>> begin Material for the task

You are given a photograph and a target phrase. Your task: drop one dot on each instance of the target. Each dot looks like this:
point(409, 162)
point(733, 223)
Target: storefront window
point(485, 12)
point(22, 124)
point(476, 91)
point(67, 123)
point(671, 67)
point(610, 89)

>> end Material for the task

* _Requirement_
Render every line of the records above as a Markdown table with two columns, Row and Line. Number the rows in order and leave out any blank lines.

* _Output for this task_
| Row | Line |
|---|---|
| 1 | You are given a photograph and a target phrase. Your task: drop one dot on each instance of the target. Each dot looks like this: |
| 2 | point(409, 162) |
| 3 | point(733, 223) |
| 4 | Target: storefront window |
| 5 | point(485, 12) |
| 6 | point(22, 124) |
| 7 | point(476, 91) |
| 8 | point(67, 123) |
| 9 | point(671, 67) |
| 10 | point(610, 89) |